» Try it:
For each record below, write an exact copy.

» Extracted material:
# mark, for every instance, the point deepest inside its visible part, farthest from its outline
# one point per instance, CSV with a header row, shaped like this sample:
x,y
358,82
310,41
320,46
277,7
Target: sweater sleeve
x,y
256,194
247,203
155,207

» Written solution:
# mark, for every instance, the point deepest inside its visible part, farthest from its outline
# one point per instance, CSV with a header row, shaped like this sample:
x,y
358,82
310,41
320,46
277,7
Target: sweater sleeve
x,y
256,194
247,203
155,207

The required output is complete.